* **OBJECTIVE**: Can you rewrite the lines from the one containing "Thanks for the photo. Could you please mark the dark wooden" through the last line, swapping "banner sign" for "billboard" and keeping everything else the same?

Named-object pointing lines:

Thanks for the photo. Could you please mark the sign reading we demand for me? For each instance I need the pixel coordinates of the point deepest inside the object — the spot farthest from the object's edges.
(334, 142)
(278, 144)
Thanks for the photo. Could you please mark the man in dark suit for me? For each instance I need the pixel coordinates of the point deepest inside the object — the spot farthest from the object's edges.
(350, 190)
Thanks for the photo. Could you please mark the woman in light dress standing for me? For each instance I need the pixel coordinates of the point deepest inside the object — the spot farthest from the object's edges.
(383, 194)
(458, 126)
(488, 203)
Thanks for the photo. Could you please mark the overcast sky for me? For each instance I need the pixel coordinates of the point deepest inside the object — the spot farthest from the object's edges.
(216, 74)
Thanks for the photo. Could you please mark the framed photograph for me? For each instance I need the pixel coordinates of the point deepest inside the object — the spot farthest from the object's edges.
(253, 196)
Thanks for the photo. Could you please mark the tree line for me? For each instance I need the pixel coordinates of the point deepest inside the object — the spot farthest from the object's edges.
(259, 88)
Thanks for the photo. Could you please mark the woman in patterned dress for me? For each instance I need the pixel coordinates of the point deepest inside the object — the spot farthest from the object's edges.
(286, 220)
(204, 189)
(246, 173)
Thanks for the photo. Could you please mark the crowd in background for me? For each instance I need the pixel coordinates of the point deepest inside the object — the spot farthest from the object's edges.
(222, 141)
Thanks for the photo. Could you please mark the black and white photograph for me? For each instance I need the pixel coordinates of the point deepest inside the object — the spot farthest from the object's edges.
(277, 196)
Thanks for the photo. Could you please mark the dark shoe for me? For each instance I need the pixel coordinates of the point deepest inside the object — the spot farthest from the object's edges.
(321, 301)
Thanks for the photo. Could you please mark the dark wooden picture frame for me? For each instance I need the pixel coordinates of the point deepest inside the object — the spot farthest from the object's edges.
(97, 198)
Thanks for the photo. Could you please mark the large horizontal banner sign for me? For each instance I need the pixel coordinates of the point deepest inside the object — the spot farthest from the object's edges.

* **EXERCISE SOLUTION**:
Thanks for the photo. Could you please mark the dark wooden picture frame for me? For each instance I need the pixel coordinates of the point deepest inside the object — the spot farthest from the object's edges.
(97, 198)
Thanks for the photo. Could you please mark the large horizontal billboard for me? For each instance I need the pixel coordinates of the point deepest inside the object — the spot farthest from the object's edges.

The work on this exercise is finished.